Exercise details: Lines before the one containing "[point] every instance of the blue" are to be left out; that line and all after it, through the end of the material below, are to be written out exactly.

Data provided:
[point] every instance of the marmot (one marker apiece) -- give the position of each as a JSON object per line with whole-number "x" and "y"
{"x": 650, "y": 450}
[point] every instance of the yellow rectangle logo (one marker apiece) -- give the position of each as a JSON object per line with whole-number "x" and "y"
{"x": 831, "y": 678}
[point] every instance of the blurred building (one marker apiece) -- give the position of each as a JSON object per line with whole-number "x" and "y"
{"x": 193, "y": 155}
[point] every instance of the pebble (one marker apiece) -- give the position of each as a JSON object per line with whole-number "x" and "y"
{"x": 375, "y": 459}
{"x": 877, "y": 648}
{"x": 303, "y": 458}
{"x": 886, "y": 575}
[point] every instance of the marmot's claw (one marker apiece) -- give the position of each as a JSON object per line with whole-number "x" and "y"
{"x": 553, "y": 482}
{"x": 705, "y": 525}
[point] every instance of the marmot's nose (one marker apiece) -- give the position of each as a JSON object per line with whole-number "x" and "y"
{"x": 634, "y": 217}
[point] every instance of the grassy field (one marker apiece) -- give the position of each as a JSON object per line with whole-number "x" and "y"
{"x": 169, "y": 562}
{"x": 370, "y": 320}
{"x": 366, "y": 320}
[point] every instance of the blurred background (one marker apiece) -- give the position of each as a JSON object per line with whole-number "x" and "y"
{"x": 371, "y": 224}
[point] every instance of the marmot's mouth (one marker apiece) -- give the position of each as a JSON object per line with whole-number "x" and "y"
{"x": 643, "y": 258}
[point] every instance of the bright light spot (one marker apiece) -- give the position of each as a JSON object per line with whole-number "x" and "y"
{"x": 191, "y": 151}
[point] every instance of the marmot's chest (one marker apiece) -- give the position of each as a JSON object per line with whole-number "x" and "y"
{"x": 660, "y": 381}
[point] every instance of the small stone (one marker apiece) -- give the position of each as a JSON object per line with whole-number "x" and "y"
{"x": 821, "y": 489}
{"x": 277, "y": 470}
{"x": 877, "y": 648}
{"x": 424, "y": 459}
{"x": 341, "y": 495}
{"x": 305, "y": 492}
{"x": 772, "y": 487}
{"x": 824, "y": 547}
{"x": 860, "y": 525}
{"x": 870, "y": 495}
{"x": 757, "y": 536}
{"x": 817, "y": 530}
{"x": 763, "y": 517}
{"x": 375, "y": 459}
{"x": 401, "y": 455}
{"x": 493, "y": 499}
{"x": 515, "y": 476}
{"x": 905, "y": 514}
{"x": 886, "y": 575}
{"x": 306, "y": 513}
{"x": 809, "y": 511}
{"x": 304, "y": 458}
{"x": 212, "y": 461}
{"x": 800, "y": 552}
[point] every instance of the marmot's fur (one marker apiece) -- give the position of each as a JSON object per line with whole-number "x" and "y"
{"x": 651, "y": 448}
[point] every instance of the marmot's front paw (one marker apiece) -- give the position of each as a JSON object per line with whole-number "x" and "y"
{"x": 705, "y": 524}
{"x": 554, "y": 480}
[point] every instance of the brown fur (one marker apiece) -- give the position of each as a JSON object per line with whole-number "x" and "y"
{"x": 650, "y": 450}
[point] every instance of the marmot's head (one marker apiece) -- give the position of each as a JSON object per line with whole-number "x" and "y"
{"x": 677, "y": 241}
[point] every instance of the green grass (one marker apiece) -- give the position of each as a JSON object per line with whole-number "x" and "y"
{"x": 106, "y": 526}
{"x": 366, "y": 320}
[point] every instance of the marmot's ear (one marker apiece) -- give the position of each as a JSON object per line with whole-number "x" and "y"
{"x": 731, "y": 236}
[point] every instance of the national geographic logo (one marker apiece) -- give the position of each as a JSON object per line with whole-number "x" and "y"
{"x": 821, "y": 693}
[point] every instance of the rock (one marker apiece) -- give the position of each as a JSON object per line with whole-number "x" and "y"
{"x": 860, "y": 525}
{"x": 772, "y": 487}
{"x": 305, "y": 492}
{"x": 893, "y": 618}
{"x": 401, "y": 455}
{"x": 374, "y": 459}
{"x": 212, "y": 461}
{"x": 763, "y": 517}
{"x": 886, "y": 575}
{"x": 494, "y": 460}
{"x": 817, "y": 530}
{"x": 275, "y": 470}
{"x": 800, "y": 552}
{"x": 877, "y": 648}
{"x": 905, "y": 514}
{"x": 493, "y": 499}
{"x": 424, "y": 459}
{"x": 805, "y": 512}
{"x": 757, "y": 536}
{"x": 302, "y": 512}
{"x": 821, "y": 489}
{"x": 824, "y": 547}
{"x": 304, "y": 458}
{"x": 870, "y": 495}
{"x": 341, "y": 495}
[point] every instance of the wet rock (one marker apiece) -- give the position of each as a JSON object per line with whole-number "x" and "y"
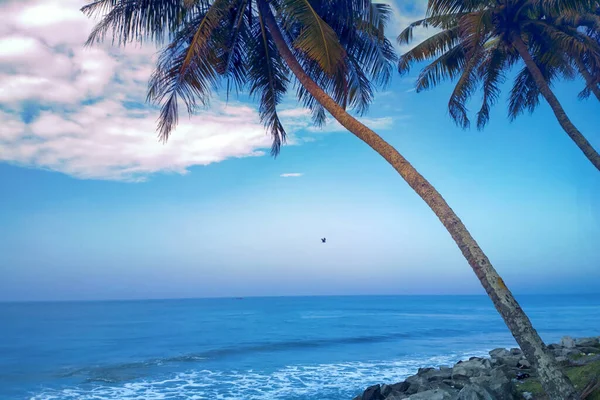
{"x": 435, "y": 394}
{"x": 587, "y": 342}
{"x": 386, "y": 390}
{"x": 567, "y": 342}
{"x": 588, "y": 350}
{"x": 372, "y": 393}
{"x": 474, "y": 392}
{"x": 471, "y": 368}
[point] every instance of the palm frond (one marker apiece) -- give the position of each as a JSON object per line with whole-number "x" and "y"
{"x": 168, "y": 84}
{"x": 447, "y": 66}
{"x": 138, "y": 20}
{"x": 491, "y": 72}
{"x": 434, "y": 46}
{"x": 316, "y": 39}
{"x": 268, "y": 80}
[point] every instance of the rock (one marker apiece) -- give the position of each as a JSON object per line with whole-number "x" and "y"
{"x": 474, "y": 392}
{"x": 400, "y": 387}
{"x": 588, "y": 350}
{"x": 372, "y": 393}
{"x": 438, "y": 374}
{"x": 396, "y": 396}
{"x": 435, "y": 394}
{"x": 385, "y": 390}
{"x": 567, "y": 342}
{"x": 562, "y": 359}
{"x": 471, "y": 368}
{"x": 587, "y": 342}
{"x": 423, "y": 371}
{"x": 499, "y": 352}
{"x": 496, "y": 383}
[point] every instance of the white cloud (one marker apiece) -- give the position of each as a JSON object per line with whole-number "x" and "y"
{"x": 82, "y": 125}
{"x": 375, "y": 123}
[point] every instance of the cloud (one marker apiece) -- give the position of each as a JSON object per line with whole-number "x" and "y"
{"x": 81, "y": 111}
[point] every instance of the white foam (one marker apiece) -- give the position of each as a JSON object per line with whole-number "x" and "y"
{"x": 297, "y": 382}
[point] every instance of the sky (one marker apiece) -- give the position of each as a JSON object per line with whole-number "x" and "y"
{"x": 93, "y": 206}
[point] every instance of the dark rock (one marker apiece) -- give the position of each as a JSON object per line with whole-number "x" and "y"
{"x": 474, "y": 392}
{"x": 400, "y": 387}
{"x": 396, "y": 396}
{"x": 562, "y": 359}
{"x": 522, "y": 375}
{"x": 567, "y": 342}
{"x": 438, "y": 374}
{"x": 386, "y": 390}
{"x": 372, "y": 393}
{"x": 497, "y": 383}
{"x": 588, "y": 350}
{"x": 471, "y": 368}
{"x": 587, "y": 342}
{"x": 499, "y": 352}
{"x": 435, "y": 394}
{"x": 422, "y": 371}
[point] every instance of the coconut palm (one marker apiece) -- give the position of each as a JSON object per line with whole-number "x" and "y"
{"x": 337, "y": 51}
{"x": 480, "y": 40}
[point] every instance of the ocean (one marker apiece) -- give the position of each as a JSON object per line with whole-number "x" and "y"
{"x": 292, "y": 348}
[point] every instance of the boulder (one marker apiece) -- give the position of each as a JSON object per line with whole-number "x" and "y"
{"x": 400, "y": 387}
{"x": 562, "y": 360}
{"x": 499, "y": 352}
{"x": 516, "y": 352}
{"x": 385, "y": 390}
{"x": 587, "y": 342}
{"x": 434, "y": 375}
{"x": 589, "y": 350}
{"x": 567, "y": 342}
{"x": 497, "y": 383}
{"x": 396, "y": 396}
{"x": 435, "y": 394}
{"x": 474, "y": 392}
{"x": 372, "y": 393}
{"x": 470, "y": 369}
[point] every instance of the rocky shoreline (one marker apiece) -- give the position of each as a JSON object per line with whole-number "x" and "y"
{"x": 505, "y": 375}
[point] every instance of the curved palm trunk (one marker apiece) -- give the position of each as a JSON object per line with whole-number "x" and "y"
{"x": 563, "y": 120}
{"x": 555, "y": 383}
{"x": 589, "y": 80}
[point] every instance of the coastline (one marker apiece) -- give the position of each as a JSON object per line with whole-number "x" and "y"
{"x": 504, "y": 375}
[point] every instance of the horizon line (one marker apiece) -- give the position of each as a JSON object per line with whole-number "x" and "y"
{"x": 117, "y": 300}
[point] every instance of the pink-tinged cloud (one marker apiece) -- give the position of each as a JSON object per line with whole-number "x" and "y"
{"x": 43, "y": 62}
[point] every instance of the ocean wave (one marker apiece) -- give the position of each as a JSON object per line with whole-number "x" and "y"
{"x": 127, "y": 371}
{"x": 298, "y": 382}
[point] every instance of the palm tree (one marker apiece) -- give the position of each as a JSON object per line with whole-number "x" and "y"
{"x": 480, "y": 40}
{"x": 589, "y": 70}
{"x": 335, "y": 50}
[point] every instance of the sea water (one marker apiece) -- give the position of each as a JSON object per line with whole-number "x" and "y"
{"x": 292, "y": 348}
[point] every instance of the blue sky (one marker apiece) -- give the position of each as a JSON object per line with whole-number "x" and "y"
{"x": 93, "y": 207}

Task solution:
[point] every instance of the blue sky (one marker apiece) -- give the position of each as a JSON object per line with whole-number "x" and "y"
{"x": 93, "y": 207}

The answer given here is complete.